What you will do:
Look through the records that follow. Copy every line containing the word "below".

**** Recorded information

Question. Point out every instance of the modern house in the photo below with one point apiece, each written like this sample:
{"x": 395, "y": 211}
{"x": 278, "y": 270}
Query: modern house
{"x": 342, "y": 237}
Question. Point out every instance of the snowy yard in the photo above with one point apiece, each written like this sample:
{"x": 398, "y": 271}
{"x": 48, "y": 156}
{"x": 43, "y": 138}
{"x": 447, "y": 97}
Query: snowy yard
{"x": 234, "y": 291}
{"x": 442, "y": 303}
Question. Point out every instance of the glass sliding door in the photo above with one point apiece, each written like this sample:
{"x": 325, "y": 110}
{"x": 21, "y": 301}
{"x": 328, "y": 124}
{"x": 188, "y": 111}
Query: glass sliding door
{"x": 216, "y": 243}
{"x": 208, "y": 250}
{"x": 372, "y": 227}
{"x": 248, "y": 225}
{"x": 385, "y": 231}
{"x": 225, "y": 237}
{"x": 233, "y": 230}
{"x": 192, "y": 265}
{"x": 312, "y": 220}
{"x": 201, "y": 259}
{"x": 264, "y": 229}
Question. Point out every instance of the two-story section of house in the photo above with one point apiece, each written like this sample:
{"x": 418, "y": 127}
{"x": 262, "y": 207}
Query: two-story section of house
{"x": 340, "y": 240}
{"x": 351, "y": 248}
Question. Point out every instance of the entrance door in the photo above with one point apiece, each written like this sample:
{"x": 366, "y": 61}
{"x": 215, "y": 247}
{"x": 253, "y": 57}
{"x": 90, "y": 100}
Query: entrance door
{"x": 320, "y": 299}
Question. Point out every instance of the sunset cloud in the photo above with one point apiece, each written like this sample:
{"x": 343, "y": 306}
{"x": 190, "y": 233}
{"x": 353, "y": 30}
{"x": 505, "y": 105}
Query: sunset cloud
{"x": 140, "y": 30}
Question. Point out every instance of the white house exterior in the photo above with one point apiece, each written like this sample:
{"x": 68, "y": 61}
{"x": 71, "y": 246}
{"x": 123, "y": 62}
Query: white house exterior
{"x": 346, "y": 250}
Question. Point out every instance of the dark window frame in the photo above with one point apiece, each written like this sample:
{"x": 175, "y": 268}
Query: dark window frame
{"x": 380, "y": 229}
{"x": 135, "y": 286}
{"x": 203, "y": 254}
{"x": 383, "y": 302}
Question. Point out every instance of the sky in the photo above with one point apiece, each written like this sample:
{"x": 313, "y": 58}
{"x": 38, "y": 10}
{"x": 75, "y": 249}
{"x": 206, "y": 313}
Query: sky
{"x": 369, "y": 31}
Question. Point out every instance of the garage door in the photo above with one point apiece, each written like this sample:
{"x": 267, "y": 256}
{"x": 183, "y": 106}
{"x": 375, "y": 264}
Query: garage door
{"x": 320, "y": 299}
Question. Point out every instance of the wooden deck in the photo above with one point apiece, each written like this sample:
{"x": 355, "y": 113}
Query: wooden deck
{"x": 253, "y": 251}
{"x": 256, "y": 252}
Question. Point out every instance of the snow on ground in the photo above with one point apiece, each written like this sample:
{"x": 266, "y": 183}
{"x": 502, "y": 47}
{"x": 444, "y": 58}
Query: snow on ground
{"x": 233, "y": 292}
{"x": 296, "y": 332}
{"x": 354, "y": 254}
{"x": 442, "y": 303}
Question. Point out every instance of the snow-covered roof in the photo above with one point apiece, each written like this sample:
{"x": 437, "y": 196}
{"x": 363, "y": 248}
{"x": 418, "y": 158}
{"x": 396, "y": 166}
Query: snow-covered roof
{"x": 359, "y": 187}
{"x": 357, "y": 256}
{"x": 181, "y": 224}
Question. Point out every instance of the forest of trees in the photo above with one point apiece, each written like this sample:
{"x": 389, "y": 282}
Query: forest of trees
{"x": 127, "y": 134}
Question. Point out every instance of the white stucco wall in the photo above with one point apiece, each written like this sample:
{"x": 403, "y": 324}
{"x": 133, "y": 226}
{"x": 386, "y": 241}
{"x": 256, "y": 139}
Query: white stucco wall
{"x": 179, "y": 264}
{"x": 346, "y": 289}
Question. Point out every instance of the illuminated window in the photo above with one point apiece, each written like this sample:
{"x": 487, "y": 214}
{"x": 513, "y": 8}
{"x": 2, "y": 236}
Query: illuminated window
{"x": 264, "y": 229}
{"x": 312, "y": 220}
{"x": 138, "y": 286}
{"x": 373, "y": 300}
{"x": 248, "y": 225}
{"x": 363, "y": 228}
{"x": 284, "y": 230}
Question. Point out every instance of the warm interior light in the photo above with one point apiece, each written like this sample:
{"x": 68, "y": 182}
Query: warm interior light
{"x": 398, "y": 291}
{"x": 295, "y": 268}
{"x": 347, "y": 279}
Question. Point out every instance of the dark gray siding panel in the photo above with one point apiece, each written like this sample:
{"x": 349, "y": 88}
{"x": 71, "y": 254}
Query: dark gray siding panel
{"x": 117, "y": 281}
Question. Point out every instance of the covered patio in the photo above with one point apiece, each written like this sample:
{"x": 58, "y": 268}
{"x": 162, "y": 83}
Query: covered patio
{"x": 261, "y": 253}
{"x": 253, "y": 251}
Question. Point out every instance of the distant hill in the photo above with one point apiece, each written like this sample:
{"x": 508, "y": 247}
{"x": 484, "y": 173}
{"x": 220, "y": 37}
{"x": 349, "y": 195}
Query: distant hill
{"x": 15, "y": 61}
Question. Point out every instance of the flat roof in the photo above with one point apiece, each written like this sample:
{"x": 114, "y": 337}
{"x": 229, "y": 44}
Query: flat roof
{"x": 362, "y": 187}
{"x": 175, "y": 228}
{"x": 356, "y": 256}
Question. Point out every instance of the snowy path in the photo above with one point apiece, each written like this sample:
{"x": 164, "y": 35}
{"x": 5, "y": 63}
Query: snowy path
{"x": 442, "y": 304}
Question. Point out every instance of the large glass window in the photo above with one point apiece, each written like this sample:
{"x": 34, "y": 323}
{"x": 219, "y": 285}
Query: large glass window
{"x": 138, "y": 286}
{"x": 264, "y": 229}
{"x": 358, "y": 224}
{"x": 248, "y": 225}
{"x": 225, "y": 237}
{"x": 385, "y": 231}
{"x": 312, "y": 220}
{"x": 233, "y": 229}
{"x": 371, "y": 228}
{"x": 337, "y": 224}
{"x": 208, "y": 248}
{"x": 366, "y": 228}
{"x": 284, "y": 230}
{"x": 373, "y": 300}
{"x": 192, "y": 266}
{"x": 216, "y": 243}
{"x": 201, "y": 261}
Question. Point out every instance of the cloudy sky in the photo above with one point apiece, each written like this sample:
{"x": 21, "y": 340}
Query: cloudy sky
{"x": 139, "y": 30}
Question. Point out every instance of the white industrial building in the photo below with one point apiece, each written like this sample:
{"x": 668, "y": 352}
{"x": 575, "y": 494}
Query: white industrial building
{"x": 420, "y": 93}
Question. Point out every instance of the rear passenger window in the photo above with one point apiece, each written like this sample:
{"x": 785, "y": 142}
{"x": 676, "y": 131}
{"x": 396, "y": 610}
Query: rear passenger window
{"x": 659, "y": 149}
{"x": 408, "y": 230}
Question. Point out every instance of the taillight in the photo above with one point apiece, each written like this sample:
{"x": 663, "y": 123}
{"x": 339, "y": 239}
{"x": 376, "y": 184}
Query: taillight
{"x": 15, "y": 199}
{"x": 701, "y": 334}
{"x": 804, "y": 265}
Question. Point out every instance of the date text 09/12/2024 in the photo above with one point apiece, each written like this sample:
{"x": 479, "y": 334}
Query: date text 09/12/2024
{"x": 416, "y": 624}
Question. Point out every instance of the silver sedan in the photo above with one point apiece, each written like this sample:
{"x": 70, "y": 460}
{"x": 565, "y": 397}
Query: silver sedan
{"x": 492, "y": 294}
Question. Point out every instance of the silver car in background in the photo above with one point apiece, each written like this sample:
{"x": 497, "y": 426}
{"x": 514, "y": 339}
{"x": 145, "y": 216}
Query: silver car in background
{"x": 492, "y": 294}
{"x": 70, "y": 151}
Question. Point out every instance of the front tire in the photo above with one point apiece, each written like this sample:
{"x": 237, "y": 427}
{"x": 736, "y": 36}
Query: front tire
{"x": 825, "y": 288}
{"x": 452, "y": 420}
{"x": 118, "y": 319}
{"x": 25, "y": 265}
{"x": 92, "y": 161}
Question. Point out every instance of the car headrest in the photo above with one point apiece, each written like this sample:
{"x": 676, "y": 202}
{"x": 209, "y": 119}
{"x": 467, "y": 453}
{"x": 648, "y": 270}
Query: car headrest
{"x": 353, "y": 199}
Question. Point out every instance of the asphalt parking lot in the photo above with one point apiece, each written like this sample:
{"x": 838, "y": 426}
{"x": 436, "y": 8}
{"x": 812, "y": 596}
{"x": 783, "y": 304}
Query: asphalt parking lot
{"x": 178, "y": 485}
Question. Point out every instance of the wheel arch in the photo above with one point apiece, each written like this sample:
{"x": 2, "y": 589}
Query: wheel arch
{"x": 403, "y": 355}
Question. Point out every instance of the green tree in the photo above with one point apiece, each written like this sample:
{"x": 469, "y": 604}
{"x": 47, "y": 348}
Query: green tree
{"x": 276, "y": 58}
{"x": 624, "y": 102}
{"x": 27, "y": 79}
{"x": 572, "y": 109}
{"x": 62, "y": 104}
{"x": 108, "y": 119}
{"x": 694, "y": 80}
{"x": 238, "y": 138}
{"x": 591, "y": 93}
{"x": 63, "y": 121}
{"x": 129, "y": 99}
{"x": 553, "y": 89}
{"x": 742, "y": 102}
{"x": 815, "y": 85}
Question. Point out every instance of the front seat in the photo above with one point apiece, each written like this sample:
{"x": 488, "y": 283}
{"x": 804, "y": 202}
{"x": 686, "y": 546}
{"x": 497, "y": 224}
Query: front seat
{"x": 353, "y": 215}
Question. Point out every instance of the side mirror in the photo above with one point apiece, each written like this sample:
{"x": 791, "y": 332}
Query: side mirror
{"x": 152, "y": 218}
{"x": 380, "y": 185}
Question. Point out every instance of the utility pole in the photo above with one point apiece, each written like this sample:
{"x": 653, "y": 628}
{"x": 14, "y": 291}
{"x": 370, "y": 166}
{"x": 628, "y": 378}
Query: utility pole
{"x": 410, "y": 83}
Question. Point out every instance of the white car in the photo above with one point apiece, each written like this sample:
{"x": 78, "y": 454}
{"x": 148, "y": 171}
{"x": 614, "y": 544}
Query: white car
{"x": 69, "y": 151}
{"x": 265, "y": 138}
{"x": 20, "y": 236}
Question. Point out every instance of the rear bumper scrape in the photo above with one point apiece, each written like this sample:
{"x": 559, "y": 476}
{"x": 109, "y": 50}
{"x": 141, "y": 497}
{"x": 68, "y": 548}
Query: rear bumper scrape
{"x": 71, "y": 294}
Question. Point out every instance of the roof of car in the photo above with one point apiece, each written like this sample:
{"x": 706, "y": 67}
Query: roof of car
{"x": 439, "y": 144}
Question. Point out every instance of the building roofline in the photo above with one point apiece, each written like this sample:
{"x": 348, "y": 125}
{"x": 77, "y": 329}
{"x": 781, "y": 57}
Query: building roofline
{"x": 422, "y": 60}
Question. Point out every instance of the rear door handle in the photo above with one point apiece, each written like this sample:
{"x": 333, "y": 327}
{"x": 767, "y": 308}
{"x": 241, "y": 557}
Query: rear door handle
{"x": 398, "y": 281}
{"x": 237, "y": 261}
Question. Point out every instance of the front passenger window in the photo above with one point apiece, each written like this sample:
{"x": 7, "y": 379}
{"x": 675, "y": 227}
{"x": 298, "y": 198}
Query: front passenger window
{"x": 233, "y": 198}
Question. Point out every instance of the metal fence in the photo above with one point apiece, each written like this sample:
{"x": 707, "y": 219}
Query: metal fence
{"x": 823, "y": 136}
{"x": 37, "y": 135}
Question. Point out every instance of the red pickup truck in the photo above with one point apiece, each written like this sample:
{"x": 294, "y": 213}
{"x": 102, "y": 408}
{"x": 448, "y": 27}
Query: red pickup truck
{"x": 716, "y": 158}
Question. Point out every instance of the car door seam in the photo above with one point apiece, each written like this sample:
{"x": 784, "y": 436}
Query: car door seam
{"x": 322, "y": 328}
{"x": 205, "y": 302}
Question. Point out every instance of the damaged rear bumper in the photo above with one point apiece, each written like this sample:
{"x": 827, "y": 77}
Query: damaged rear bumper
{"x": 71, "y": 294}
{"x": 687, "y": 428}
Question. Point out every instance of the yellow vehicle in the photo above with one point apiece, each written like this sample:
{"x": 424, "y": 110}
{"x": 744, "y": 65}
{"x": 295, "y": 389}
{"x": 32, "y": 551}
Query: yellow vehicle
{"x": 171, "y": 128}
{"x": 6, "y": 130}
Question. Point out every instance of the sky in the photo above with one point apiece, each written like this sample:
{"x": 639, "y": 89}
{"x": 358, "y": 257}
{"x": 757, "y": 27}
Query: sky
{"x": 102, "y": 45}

********

Result:
Question. Point out every instance of the modern house in the photo below with one point apiece, each written like this sample:
Question. Point out every instance of the white industrial building in the photo below with one point apiece, each written like this sample:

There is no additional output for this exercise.